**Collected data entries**
┌──

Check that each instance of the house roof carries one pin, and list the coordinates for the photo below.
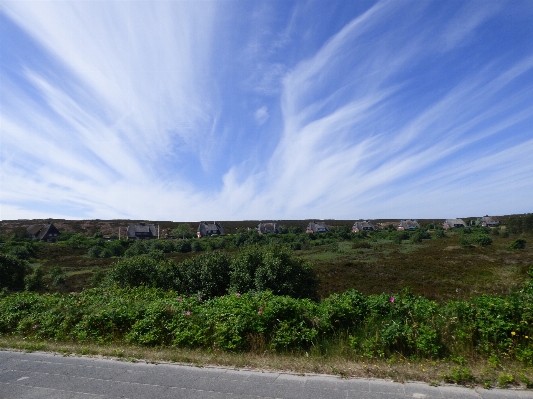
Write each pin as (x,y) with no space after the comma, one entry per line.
(34,229)
(316,226)
(41,230)
(362,224)
(489,220)
(408,223)
(452,222)
(203,227)
(133,229)
(268,227)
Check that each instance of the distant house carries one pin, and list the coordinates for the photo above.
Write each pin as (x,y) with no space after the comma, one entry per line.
(206,229)
(43,232)
(265,228)
(317,227)
(141,231)
(453,224)
(363,225)
(488,221)
(408,225)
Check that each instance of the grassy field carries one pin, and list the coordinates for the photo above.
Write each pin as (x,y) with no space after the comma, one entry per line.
(439,269)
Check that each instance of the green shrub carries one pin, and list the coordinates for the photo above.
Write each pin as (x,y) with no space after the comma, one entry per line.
(519,243)
(57,276)
(34,280)
(207,275)
(505,379)
(136,271)
(182,246)
(21,252)
(272,268)
(12,272)
(440,233)
(483,240)
(78,241)
(459,375)
(465,241)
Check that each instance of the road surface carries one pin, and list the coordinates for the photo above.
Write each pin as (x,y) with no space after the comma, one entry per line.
(42,375)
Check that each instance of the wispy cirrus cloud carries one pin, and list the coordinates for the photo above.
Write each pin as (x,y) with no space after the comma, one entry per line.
(169,110)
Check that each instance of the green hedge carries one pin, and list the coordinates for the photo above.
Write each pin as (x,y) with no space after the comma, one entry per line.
(371,326)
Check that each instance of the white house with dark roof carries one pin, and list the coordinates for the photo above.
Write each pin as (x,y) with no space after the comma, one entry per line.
(42,232)
(141,231)
(317,227)
(362,225)
(408,224)
(453,224)
(207,229)
(488,221)
(269,227)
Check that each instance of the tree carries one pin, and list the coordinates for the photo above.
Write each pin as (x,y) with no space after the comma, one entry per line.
(182,230)
(273,268)
(12,272)
(57,275)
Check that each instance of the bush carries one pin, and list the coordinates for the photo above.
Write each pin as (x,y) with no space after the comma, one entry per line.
(21,252)
(78,241)
(440,233)
(12,272)
(207,275)
(182,246)
(136,271)
(94,252)
(519,243)
(273,268)
(34,281)
(139,247)
(483,240)
(465,241)
(57,275)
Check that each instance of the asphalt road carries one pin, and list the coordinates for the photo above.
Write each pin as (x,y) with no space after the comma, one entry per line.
(42,375)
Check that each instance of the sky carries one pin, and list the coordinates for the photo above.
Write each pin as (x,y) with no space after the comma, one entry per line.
(256,110)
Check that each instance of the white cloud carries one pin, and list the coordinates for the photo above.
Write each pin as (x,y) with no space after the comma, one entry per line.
(134,117)
(261,115)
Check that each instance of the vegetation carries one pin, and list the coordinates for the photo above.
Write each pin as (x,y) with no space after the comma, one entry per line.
(470,295)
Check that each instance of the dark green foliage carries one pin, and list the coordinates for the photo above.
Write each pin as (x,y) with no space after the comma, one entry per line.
(35,280)
(272,268)
(440,233)
(57,276)
(78,241)
(196,246)
(98,278)
(482,240)
(519,243)
(12,272)
(182,246)
(21,252)
(207,275)
(520,224)
(419,235)
(373,326)
(136,271)
(465,241)
(399,236)
(182,231)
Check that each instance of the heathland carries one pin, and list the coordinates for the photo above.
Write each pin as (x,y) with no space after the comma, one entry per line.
(458,304)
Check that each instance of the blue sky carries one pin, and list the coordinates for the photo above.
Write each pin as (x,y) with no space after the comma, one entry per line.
(232,110)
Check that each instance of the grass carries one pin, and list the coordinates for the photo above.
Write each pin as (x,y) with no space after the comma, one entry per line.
(439,269)
(337,361)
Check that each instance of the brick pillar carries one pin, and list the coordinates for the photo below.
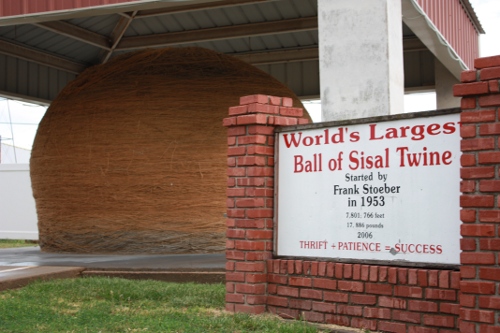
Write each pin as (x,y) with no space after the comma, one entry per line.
(480,200)
(250,196)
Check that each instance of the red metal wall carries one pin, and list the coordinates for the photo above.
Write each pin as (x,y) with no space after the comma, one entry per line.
(452,21)
(24,7)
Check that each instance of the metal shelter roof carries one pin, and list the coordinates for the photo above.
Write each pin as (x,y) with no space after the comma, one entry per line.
(44,45)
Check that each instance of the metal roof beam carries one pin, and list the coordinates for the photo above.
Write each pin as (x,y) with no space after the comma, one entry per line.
(233,31)
(117,35)
(75,32)
(413,44)
(40,57)
(189,8)
(274,57)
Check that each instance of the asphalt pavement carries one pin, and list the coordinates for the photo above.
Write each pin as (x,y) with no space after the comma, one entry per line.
(20,266)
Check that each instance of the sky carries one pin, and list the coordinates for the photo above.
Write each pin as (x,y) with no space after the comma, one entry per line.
(25,117)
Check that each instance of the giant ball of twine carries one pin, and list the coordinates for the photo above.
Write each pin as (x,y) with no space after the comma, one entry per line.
(131,157)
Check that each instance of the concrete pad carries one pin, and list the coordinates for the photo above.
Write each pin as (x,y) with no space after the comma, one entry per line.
(17,277)
(33,256)
(20,266)
(166,276)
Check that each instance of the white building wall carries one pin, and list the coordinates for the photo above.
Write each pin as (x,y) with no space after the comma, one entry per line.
(18,219)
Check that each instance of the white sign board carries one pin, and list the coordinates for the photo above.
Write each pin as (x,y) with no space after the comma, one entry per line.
(374,191)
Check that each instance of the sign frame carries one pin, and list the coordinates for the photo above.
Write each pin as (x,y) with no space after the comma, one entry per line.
(279,230)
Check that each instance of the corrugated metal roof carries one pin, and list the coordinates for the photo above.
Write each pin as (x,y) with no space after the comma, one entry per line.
(278,36)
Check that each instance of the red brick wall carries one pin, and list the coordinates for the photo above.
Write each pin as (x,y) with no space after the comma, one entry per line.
(382,298)
(250,193)
(480,214)
(375,297)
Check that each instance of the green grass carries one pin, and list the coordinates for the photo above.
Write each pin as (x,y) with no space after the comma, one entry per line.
(8,243)
(119,305)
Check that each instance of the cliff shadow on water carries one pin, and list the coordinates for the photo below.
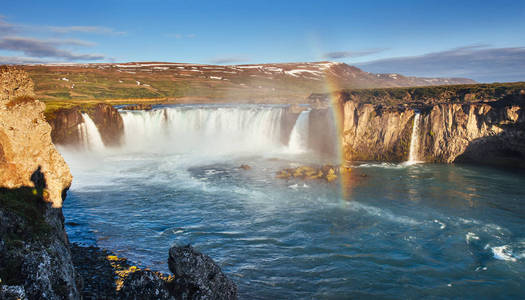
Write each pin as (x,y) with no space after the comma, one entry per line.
(490,132)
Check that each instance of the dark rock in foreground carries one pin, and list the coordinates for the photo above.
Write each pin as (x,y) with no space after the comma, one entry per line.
(145,284)
(197,276)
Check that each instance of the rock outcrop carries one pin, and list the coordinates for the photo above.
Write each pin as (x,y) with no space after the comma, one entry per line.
(109,123)
(35,262)
(25,140)
(197,276)
(490,132)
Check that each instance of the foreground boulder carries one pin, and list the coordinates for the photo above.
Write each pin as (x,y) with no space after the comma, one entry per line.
(25,139)
(35,262)
(109,123)
(197,276)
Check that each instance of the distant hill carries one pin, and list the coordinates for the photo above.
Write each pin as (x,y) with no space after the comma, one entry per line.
(283,82)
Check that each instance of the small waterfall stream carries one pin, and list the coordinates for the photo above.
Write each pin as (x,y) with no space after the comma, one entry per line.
(204,129)
(414,140)
(89,134)
(299,136)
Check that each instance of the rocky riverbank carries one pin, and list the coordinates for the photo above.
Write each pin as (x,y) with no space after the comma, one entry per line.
(36,258)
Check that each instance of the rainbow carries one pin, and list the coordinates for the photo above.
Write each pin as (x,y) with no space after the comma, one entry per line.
(337,107)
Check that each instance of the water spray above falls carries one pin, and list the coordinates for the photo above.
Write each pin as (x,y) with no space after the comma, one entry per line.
(204,129)
(299,137)
(89,134)
(414,140)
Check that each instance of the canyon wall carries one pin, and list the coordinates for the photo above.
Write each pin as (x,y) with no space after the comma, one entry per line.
(35,261)
(489,132)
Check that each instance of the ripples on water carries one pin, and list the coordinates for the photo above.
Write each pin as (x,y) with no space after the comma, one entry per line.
(422,230)
(400,231)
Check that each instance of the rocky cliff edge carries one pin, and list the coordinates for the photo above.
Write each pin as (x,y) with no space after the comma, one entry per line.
(25,139)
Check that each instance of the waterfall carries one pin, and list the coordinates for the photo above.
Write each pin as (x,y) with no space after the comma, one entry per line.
(299,136)
(414,140)
(89,134)
(206,129)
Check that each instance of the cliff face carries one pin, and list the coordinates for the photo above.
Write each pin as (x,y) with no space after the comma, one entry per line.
(25,139)
(484,133)
(35,261)
(64,124)
(490,132)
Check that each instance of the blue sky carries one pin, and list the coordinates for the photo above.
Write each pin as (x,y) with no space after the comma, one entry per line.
(483,40)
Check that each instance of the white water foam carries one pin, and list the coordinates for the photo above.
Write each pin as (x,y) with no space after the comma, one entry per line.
(90,135)
(413,156)
(503,253)
(206,130)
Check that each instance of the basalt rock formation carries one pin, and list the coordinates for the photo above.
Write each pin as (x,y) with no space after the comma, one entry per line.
(197,276)
(35,254)
(489,131)
(35,262)
(25,140)
(109,123)
(65,124)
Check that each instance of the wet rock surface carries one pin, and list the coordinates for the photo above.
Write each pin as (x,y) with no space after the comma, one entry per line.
(490,132)
(64,123)
(197,276)
(327,172)
(140,106)
(107,276)
(109,123)
(35,262)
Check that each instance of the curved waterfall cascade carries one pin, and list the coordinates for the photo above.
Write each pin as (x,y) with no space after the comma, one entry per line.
(299,137)
(414,140)
(89,134)
(204,129)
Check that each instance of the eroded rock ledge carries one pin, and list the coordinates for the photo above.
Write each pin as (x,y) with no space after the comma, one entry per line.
(452,127)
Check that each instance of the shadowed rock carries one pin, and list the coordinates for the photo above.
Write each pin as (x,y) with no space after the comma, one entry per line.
(197,276)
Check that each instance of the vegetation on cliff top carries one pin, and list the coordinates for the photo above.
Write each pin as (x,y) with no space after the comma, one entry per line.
(466,93)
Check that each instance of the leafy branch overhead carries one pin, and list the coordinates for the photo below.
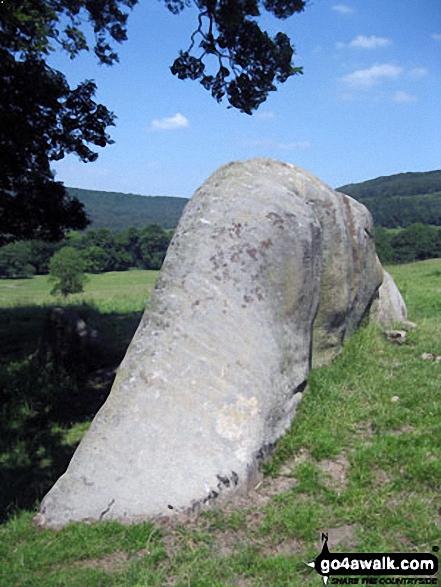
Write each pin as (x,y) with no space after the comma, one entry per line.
(42,118)
(247,59)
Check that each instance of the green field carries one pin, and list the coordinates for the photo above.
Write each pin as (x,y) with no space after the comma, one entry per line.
(361,461)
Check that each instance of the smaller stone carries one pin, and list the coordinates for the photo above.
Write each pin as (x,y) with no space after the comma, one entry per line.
(398,336)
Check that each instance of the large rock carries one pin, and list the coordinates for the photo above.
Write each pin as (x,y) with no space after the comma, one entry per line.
(268,272)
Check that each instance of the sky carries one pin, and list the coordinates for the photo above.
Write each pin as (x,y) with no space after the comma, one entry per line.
(367,105)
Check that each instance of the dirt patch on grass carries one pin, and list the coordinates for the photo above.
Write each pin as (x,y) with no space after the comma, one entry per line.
(364,429)
(381,477)
(115,562)
(341,538)
(401,430)
(336,470)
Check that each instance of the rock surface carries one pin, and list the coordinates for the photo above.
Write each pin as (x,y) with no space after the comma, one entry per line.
(267,273)
(388,306)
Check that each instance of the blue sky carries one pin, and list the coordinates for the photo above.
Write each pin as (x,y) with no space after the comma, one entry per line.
(368,103)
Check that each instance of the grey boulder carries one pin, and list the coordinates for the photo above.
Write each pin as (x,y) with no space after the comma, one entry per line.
(268,272)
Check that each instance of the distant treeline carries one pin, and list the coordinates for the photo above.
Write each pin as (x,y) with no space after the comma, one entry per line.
(118,211)
(415,243)
(102,250)
(400,200)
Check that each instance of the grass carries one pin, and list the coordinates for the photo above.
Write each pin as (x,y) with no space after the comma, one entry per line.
(361,462)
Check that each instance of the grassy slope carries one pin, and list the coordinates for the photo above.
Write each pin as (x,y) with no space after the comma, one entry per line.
(355,463)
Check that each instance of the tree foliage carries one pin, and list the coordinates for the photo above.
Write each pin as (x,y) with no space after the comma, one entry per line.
(247,61)
(42,118)
(66,270)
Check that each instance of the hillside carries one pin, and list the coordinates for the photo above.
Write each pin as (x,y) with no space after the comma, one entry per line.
(402,199)
(118,211)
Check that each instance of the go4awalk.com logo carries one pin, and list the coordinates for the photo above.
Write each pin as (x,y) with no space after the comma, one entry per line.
(407,569)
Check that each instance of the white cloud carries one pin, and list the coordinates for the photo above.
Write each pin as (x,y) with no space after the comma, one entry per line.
(171,123)
(265,115)
(371,42)
(269,143)
(418,72)
(366,78)
(404,98)
(342,8)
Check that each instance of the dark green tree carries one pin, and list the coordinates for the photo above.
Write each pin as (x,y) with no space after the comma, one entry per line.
(66,269)
(96,259)
(153,241)
(42,118)
(16,261)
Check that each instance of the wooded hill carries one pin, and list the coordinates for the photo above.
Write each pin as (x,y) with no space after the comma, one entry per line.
(400,200)
(117,211)
(394,201)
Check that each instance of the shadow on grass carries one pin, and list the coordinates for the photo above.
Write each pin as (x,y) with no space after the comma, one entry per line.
(45,408)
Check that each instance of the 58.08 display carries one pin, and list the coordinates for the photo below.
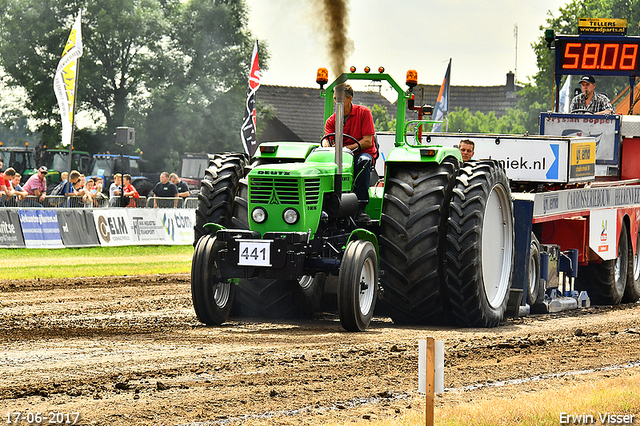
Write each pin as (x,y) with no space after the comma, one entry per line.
(608,56)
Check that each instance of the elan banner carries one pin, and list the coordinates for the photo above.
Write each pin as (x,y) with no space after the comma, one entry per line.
(178,225)
(119,227)
(10,230)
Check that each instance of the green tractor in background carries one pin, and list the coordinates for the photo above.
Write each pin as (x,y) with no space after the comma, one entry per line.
(270,229)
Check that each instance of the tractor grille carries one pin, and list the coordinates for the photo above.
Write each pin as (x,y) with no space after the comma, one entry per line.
(274,190)
(311,191)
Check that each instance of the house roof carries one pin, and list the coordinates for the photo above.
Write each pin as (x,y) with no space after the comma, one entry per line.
(477,98)
(300,110)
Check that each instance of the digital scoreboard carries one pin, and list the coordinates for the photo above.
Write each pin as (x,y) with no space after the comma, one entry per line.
(598,55)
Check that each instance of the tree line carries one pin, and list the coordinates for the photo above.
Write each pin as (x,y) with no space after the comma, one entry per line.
(177,70)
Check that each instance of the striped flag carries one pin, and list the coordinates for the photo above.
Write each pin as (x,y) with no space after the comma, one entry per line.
(65,79)
(566,96)
(248,130)
(442,104)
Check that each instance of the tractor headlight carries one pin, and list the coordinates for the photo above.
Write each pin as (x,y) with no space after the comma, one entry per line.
(290,216)
(259,215)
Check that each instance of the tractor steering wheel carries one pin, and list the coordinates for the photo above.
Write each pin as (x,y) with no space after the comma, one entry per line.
(328,135)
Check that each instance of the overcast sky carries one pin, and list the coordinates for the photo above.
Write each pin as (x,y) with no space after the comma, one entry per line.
(478,35)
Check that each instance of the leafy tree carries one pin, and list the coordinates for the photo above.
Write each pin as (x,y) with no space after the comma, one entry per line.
(176,70)
(14,129)
(381,119)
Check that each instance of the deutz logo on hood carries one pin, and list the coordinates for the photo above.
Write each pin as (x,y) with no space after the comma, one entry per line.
(274,198)
(273,172)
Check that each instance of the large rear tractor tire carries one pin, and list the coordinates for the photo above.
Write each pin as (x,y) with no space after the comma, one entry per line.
(480,245)
(212,297)
(217,191)
(605,282)
(632,291)
(412,240)
(267,298)
(358,285)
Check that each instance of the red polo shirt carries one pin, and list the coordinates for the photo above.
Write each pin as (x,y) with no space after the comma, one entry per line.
(358,123)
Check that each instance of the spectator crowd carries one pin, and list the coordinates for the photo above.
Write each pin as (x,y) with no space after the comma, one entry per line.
(77,190)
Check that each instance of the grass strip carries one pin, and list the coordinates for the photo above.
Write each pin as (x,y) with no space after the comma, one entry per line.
(94,261)
(572,403)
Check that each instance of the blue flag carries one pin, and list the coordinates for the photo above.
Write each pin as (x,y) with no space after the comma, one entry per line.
(442,103)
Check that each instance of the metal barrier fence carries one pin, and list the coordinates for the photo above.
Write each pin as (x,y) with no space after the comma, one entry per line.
(72,201)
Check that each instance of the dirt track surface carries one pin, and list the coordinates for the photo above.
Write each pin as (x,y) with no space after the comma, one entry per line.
(130,351)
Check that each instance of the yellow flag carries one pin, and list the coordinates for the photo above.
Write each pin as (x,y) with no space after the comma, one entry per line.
(64,81)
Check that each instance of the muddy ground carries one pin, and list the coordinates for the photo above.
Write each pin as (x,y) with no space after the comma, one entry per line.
(130,351)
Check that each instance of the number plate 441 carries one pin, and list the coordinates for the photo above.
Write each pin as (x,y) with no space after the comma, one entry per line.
(254,253)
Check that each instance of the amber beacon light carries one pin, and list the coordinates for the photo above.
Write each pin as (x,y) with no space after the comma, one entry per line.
(412,78)
(322,77)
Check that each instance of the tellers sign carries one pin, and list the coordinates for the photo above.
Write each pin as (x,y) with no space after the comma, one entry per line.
(598,55)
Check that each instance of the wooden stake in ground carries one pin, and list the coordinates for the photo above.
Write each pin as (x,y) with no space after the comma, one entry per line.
(431,380)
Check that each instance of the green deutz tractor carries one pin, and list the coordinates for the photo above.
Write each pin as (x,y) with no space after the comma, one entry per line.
(270,229)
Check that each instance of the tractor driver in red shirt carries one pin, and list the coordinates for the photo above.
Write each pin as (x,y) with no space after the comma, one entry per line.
(358,123)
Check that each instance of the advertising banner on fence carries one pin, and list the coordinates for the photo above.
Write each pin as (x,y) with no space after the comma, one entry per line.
(147,227)
(10,230)
(40,228)
(178,225)
(113,227)
(77,228)
(118,227)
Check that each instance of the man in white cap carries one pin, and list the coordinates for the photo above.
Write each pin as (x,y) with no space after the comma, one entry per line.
(37,184)
(589,101)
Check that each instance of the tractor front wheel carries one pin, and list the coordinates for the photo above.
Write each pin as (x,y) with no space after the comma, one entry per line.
(357,285)
(217,191)
(212,297)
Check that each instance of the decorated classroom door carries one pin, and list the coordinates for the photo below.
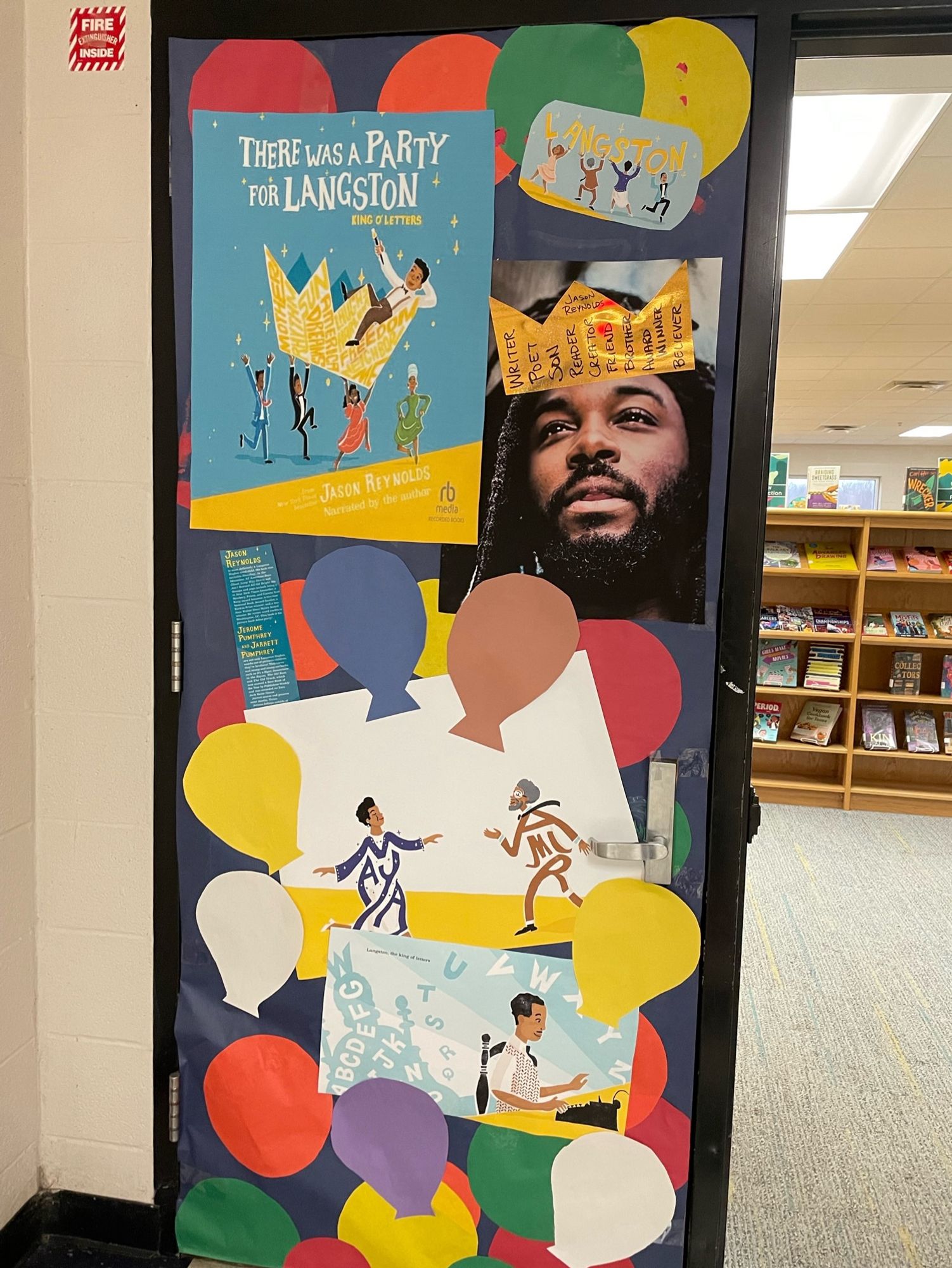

└──

**Written instruction**
Count the lines in the rows above that contain the word "rocky", and give only the number.

**Problem solution**
2